# Start of Extracted information

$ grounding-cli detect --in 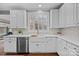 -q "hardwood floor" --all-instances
[6,53,59,56]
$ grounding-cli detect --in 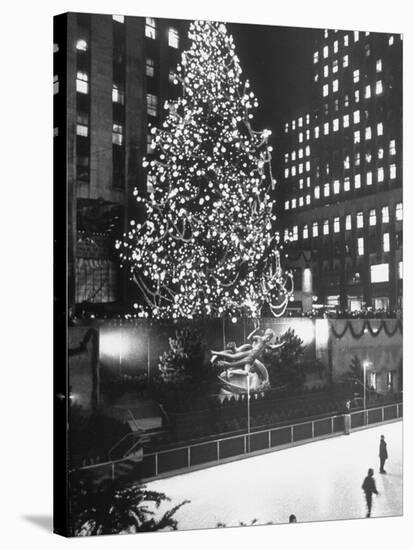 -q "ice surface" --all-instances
[148,421,403,530]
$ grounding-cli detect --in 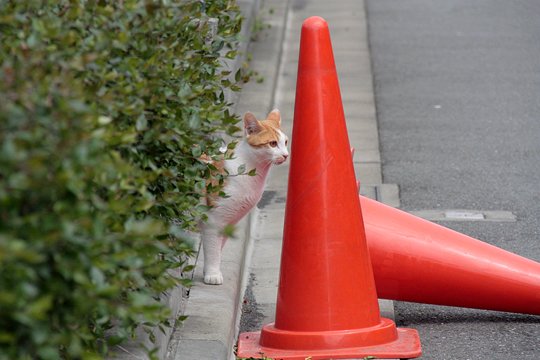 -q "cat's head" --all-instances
[244,109,289,165]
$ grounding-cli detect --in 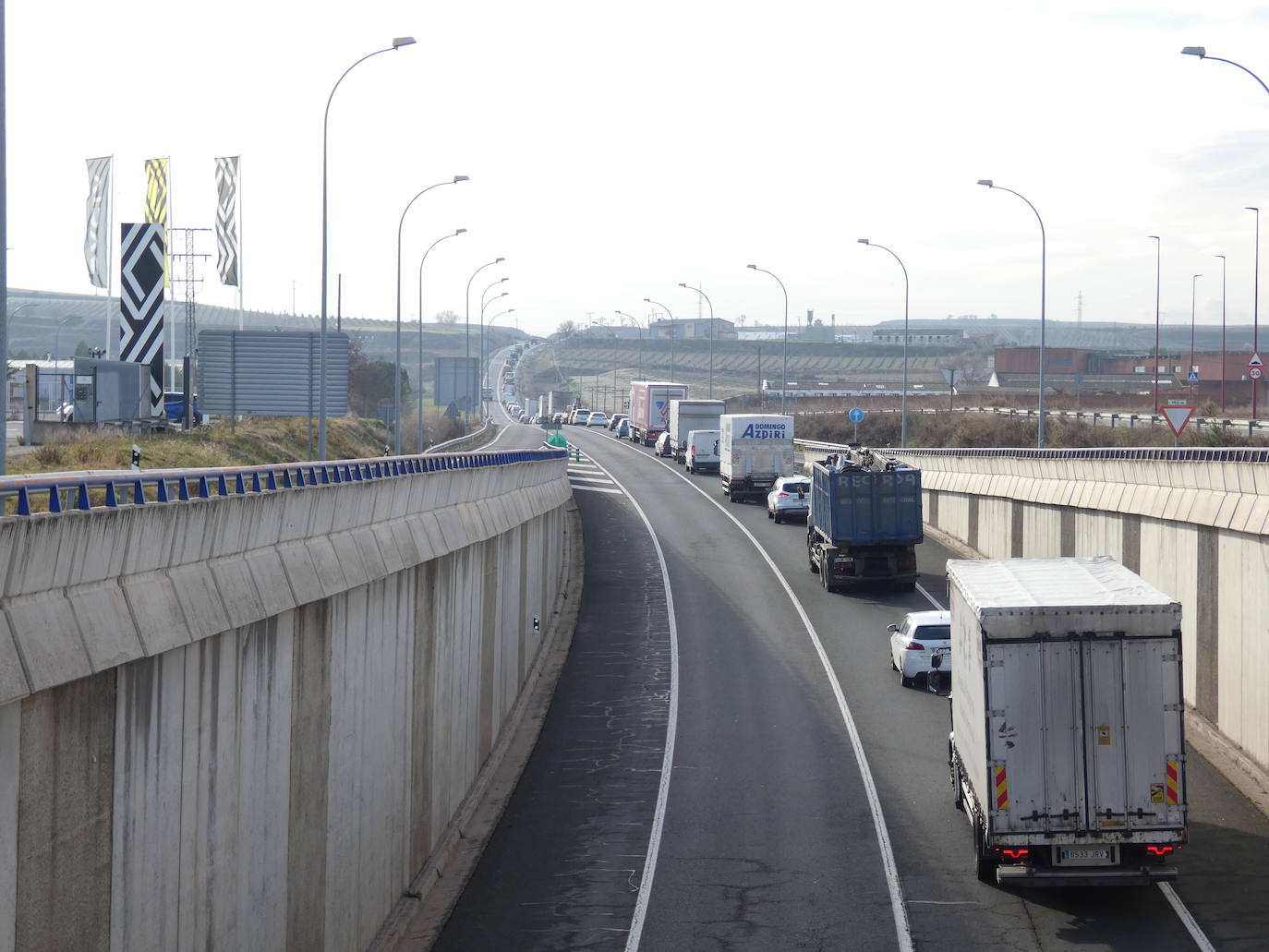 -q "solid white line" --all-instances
[575,454,679,952]
[1158,882,1215,952]
[573,482,624,496]
[584,434,912,952]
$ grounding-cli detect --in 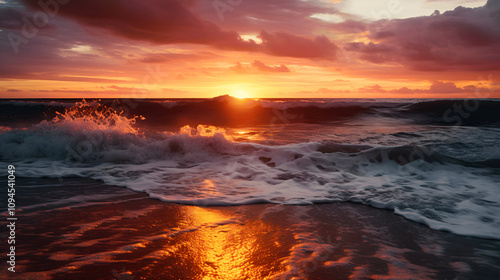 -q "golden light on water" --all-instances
[174,207,288,280]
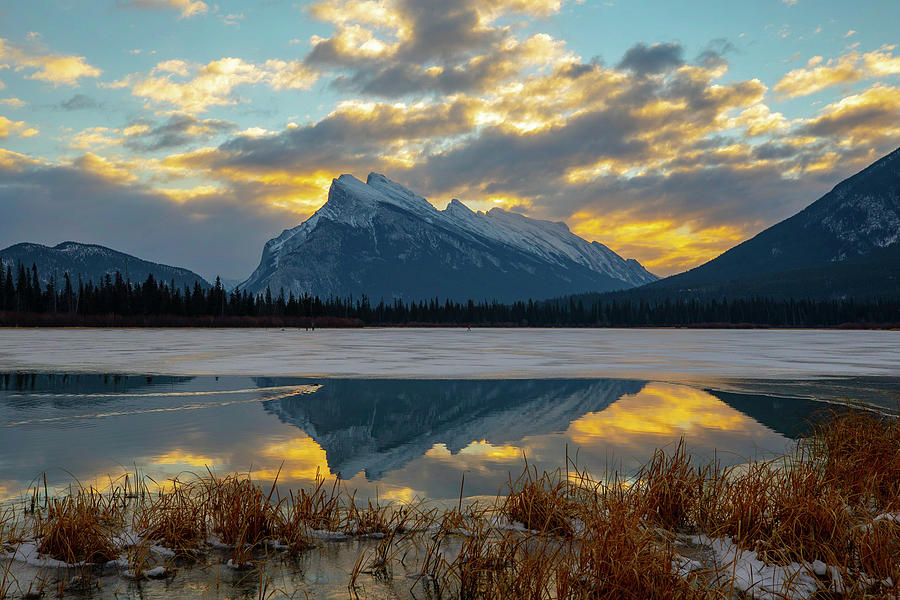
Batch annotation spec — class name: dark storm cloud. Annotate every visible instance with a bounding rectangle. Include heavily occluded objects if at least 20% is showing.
[694,38,737,69]
[123,115,235,152]
[618,42,684,75]
[304,0,536,98]
[59,94,101,111]
[798,101,900,137]
[210,100,472,169]
[0,161,292,278]
[424,108,648,193]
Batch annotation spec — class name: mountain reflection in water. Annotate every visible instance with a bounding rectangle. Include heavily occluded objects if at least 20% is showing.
[0,374,822,499]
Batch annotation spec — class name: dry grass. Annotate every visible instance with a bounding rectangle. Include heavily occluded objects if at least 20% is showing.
[0,412,900,600]
[133,481,207,555]
[33,489,124,563]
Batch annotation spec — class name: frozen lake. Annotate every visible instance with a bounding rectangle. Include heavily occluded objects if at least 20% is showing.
[0,329,900,600]
[0,328,900,380]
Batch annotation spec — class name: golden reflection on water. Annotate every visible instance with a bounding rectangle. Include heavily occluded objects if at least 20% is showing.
[425,440,523,461]
[566,383,759,446]
[0,382,786,502]
[253,435,332,480]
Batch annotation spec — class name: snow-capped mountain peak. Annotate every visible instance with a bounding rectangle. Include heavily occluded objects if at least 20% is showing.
[241,173,656,300]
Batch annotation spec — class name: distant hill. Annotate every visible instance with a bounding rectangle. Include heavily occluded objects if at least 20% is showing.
[240,173,656,302]
[0,242,210,288]
[608,149,900,299]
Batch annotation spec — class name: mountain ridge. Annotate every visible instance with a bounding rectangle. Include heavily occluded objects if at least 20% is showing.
[240,172,656,301]
[0,241,211,287]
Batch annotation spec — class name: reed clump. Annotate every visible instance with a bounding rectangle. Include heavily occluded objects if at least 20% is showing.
[33,489,124,563]
[0,411,900,600]
[134,481,208,554]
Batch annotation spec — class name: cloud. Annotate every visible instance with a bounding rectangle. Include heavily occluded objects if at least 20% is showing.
[0,150,291,278]
[797,83,900,150]
[118,0,209,19]
[304,0,562,97]
[59,94,100,111]
[122,115,236,152]
[618,42,684,75]
[774,46,900,98]
[0,38,102,85]
[0,117,40,139]
[112,57,317,113]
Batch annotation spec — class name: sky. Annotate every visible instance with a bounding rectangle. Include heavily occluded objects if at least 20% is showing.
[0,0,900,280]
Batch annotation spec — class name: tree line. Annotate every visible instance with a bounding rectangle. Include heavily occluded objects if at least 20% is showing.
[0,263,900,327]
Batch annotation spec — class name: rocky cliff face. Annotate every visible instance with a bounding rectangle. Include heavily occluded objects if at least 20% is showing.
[256,378,645,479]
[654,149,900,288]
[240,173,656,301]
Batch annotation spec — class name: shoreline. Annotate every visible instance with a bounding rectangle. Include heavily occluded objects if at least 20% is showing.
[0,411,900,600]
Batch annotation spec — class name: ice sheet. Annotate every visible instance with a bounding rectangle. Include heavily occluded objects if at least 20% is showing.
[0,328,900,379]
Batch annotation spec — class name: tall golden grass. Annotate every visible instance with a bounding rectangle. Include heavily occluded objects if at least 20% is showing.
[0,411,900,600]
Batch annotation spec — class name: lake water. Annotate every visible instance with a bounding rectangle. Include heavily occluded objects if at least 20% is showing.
[0,329,900,500]
[0,329,900,600]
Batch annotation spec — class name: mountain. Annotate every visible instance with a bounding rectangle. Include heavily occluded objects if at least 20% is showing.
[0,242,209,287]
[240,173,656,301]
[636,148,900,298]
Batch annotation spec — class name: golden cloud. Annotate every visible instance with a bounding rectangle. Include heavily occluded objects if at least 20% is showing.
[112,57,317,113]
[569,211,753,275]
[0,117,40,139]
[799,83,900,149]
[775,46,900,98]
[0,38,102,85]
[566,383,759,446]
[72,152,138,183]
[125,0,209,19]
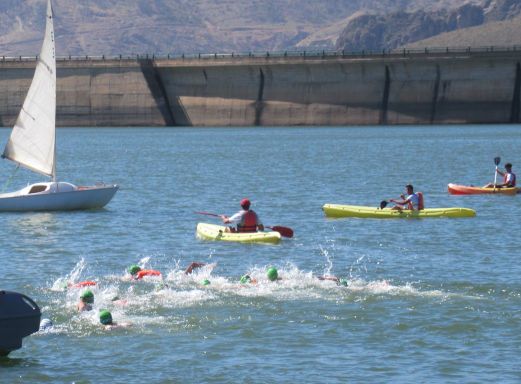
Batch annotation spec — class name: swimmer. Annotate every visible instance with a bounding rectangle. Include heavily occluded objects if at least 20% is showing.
[185,261,206,275]
[62,280,96,289]
[39,319,53,332]
[266,267,281,281]
[99,309,131,330]
[128,264,161,280]
[239,275,257,284]
[318,275,348,287]
[264,267,348,287]
[76,289,94,312]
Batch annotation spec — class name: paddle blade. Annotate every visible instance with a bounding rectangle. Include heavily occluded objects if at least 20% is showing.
[194,212,221,217]
[266,225,293,237]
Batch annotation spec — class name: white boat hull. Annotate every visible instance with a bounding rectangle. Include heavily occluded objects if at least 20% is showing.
[0,182,119,212]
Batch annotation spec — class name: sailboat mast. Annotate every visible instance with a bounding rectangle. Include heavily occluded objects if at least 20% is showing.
[3,0,56,181]
[46,0,57,182]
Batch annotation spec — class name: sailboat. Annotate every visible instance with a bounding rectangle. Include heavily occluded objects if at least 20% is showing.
[0,0,119,211]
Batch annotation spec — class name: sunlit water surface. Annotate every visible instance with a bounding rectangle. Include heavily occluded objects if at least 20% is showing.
[0,126,521,383]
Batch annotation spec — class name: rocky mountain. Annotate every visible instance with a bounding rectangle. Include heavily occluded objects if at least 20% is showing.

# End of Extracted information

## Stated task
Starting with the line that contains "Batch annotation spec — class name: mountain." and going on through the line that contains "[636,148,900,298]", rewrite those lines of the listing with "bounding rectangle" changed to "bounding box", keeping everything else the same.

## Solution for this problem
Batch annotation spec — class name: mountain. Annotate every visible instance with a bounding box. Include heavily occluded objects if at least 20% is showing.
[0,242,209,287]
[240,173,656,301]
[636,148,900,298]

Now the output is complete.